§ **Work required**
Locate each line in the data below that contains the word "eucalyptus" and copy those lines out. Match case exactly.

§ **Records shown**
----------
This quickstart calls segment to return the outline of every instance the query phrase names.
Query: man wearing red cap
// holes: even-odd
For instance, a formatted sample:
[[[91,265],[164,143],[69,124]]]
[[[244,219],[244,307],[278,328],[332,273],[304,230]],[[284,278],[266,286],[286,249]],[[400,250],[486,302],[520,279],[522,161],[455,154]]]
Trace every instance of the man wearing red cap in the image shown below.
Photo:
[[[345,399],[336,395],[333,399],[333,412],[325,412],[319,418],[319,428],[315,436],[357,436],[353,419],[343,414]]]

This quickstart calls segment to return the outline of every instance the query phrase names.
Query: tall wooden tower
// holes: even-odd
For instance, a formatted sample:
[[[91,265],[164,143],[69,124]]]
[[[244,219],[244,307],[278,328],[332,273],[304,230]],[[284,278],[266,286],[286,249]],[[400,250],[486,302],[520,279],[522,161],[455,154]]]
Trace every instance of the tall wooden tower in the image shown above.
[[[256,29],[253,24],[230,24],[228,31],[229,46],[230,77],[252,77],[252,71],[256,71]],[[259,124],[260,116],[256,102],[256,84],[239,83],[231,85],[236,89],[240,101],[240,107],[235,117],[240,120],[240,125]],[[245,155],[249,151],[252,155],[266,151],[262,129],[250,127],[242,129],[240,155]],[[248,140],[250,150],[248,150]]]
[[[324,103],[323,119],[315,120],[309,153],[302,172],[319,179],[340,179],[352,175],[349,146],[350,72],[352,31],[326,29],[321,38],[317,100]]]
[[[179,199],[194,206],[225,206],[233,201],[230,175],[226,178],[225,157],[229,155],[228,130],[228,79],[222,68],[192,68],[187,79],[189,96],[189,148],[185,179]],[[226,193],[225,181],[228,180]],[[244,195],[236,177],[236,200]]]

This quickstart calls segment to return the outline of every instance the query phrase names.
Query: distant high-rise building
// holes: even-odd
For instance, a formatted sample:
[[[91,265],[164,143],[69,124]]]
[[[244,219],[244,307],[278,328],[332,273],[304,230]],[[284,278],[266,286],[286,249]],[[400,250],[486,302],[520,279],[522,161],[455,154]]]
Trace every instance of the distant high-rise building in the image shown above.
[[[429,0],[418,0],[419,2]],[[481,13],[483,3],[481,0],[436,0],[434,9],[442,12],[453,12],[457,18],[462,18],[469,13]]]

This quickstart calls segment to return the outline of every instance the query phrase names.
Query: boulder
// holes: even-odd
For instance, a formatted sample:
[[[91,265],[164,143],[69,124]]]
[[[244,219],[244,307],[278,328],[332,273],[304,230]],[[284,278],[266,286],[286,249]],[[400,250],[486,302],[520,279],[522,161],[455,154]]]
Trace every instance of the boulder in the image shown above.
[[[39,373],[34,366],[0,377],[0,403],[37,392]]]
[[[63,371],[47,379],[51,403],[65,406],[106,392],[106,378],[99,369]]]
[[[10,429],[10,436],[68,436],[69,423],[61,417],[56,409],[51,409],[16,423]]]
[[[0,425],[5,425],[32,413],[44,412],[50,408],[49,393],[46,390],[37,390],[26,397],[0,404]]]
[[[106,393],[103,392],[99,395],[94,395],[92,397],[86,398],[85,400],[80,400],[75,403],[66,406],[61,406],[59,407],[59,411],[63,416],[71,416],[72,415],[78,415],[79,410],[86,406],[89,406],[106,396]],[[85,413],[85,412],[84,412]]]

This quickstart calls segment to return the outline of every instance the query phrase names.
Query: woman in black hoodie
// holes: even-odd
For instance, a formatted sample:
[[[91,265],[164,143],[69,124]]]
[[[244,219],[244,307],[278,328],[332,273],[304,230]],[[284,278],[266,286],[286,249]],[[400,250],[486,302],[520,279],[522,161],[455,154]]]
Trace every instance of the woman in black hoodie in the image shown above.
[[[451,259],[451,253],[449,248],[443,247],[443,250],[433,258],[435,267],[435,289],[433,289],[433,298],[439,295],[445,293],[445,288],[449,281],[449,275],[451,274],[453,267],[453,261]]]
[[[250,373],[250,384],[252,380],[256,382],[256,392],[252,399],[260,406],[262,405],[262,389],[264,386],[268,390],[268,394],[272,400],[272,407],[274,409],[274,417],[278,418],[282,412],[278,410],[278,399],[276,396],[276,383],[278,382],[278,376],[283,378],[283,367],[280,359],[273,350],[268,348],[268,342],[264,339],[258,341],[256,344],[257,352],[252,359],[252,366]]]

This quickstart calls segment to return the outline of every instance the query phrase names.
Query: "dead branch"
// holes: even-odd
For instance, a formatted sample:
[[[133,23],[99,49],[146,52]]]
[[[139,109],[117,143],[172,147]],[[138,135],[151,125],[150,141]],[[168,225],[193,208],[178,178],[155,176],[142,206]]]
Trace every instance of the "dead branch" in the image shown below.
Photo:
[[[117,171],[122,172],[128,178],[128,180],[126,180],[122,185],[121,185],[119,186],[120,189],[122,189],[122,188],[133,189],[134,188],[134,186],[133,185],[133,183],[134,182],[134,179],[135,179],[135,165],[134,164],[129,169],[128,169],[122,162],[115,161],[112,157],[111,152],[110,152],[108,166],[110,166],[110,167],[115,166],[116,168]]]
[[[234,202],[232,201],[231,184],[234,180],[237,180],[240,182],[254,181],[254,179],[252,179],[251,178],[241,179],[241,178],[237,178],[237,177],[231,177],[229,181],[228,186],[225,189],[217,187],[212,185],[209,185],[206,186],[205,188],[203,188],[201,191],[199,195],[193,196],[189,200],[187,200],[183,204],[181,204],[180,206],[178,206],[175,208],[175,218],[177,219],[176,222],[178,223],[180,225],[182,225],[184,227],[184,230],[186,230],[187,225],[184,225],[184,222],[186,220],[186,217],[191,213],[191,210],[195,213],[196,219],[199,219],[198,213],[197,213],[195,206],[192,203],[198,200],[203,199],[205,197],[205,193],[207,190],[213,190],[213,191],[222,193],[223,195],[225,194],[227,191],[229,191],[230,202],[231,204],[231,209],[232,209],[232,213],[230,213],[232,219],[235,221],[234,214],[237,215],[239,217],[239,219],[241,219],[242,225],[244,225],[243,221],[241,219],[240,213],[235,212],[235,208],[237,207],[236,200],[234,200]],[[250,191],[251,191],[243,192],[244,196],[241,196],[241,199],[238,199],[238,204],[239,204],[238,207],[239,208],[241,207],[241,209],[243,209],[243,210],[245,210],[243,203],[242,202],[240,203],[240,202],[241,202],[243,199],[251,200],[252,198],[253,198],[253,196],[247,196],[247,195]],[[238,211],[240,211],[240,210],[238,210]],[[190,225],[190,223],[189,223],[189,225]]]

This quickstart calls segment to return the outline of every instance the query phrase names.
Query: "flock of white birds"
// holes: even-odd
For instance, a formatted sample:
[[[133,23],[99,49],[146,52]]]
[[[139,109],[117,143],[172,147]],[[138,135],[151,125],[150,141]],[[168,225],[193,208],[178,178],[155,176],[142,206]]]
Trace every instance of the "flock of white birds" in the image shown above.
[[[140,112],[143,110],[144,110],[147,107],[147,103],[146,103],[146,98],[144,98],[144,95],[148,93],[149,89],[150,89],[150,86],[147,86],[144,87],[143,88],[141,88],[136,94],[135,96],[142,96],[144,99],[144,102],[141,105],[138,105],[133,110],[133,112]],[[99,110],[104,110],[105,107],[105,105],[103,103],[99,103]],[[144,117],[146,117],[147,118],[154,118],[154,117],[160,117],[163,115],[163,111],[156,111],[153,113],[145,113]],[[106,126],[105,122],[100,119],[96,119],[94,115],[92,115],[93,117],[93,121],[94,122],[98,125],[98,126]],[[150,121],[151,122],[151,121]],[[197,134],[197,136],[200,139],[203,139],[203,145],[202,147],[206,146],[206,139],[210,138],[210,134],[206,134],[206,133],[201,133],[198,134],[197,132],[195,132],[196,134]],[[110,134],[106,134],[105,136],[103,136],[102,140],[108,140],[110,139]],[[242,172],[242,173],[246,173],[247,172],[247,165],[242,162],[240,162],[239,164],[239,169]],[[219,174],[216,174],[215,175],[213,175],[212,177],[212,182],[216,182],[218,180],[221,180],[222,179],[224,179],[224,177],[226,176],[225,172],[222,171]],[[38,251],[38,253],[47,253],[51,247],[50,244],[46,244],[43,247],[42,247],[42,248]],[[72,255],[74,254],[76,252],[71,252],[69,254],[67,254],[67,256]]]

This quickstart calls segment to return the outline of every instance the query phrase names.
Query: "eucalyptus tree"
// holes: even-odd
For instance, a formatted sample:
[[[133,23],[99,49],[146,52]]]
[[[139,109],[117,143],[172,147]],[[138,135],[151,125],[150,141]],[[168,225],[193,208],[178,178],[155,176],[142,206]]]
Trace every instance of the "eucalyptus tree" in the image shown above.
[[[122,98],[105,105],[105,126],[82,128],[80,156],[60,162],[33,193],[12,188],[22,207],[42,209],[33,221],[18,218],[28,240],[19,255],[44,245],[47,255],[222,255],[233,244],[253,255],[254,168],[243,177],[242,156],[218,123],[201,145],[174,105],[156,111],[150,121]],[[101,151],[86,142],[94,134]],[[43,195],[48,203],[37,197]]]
----------
§ **Reply to the task**
Query: "eucalyptus tree"
Trace every instance of the "eucalyptus tree" in the image shown above.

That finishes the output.